Christian groups asked to grow work in prisons

The work of Christian groups among prisoners has proved so successful that the Government is asking how their role can be expanded.

In a new report – ‘Working with the third sector to reduce re-offending’ – the Ministry for Justice has outlined its “ambition” to make more use of the charitable sector in prison work.

The document says: “Faith-based organisations make up a substantial part of the third sector, with a long history of working with offenders in prisons, through the gate, and in the community.”

Christian groups working with prisoners boast impressive results. One group, Kainos, says its re-offending rate is 13 per cent, compared with the Home Office average of 35 per cent.

Another group, the Prison Fellowship, highlights the historical influence that Christians have had on modern prisons.

On its website it points out that “Christians influenced 19th century prison legislation which provided for individual cells instead of dormitories and for the appointment of three members of staff – governor, doctor and chaplain.”

However, the Government acknowledges in its report that there are “a number of specific challenges for faith-based organisations” including “poor understanding of their role by all sectors” and “concerns over proselytising activity that can serve as a barrier to accessing funding”.

The data:
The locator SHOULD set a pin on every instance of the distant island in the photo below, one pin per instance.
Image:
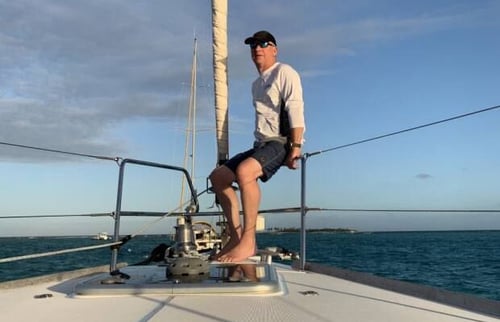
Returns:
(313, 230)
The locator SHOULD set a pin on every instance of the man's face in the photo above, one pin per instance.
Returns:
(264, 53)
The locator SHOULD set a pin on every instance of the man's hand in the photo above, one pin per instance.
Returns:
(293, 156)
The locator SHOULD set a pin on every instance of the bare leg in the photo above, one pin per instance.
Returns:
(221, 179)
(246, 176)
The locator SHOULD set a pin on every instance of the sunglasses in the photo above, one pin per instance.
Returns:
(262, 44)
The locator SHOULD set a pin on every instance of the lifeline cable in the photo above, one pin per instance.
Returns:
(100, 157)
(403, 131)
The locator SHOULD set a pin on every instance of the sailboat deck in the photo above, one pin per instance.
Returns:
(248, 278)
(305, 296)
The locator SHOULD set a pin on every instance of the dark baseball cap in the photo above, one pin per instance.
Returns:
(260, 36)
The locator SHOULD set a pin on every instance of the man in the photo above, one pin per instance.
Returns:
(279, 129)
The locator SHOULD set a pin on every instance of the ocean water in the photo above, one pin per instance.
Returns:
(463, 261)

Questions on the material:
- a) Answer from the article on Christian groups working in prisons:
(i) What re-offending rate does Kainos report for itself?
(ii) Which three staff appointments did 19th century prison legislation provide for, according to the Prison Fellowship's website?
(iii) What is the title of the Ministry for Justice report?
- b) Resume the article on Christian groups working in prisons, picking up after its final sentence.
The records have nothing to do with the work here.

Task-by-task results:
- a)
(i) 13 per cent.
(ii) Governor, doctor and chaplain.
(iii) 'Working with the third sector to reduce re-offending'.

- b)
A report from the Church of England recently accused the Government of ignoring the valuable work that Christians – many of them volunteers – carry out in prisons, hospitals, counselling services and other organisations.

Recent comments by Hazel Blears, Secretary of State for Communities and Local Government, prompted concerns that Government funding for Christian social initiatives would require them to dilute their Christian character.

She said: “I am concerned to ensure that if faith groups become involved, they do so on a proper footing – not by evangelising or proselytising, but by providing services in a non-discriminatory way to the whole community.”

But the Bishop of Rochester, Michael Nazir-Ali, insists that the Christian nature of such organisations is essential to their effectiveness.

Writing in The Daily Telegraph this summer, he argued: “Christian convictions are central to any explanation of why thousands of people volunteer for tasks, with no reward, knowing that they are doing the right thing.”